* _Task objective_:
Locate every line in the records below that contains the string "wall", with case taken into account, and copy each such line in full.

* _Exercise input_:
* * * *

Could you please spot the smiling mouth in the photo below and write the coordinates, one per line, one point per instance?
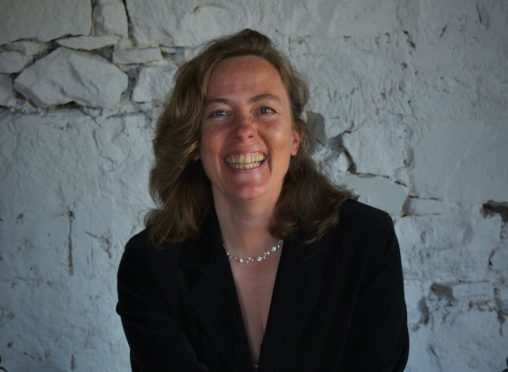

* * * *

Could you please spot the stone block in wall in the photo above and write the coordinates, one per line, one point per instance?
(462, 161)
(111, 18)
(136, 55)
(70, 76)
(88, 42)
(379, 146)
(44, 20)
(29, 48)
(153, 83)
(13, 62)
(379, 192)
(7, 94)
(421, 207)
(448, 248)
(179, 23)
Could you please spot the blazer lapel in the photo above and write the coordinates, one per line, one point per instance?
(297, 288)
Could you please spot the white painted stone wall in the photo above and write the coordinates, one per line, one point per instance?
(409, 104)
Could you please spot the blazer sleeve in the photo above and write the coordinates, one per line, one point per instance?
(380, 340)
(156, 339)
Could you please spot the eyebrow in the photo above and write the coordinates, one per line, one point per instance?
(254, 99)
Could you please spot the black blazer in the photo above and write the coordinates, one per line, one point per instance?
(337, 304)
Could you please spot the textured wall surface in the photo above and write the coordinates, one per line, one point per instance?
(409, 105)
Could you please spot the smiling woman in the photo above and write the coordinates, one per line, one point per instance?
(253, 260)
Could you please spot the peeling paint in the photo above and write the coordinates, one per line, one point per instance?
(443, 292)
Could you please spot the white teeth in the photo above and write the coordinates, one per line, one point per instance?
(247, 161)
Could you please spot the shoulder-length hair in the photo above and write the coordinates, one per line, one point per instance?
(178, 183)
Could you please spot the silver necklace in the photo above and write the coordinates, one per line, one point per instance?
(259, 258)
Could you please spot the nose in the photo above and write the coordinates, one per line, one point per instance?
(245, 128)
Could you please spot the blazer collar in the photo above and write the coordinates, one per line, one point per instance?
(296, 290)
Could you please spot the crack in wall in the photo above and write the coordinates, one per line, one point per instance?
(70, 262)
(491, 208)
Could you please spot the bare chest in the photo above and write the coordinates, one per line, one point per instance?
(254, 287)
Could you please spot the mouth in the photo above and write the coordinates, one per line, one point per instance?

* * * *

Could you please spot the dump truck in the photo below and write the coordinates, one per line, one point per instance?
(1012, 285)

* * * *

* _Output_:
Could you please spot the stone block in wall in the photo above and write the coordinates, one per line, one point per instance?
Could you please spot the white painted stone wall in the photo above and write the coordinates, one per line, one point per instance?
Could you please spot the textured wall surface in the photo above and write the coordinates, one per line, one point per instance?
Could you please spot the crack in wall in the photo above and write the coordinates, one per line, one point per instance?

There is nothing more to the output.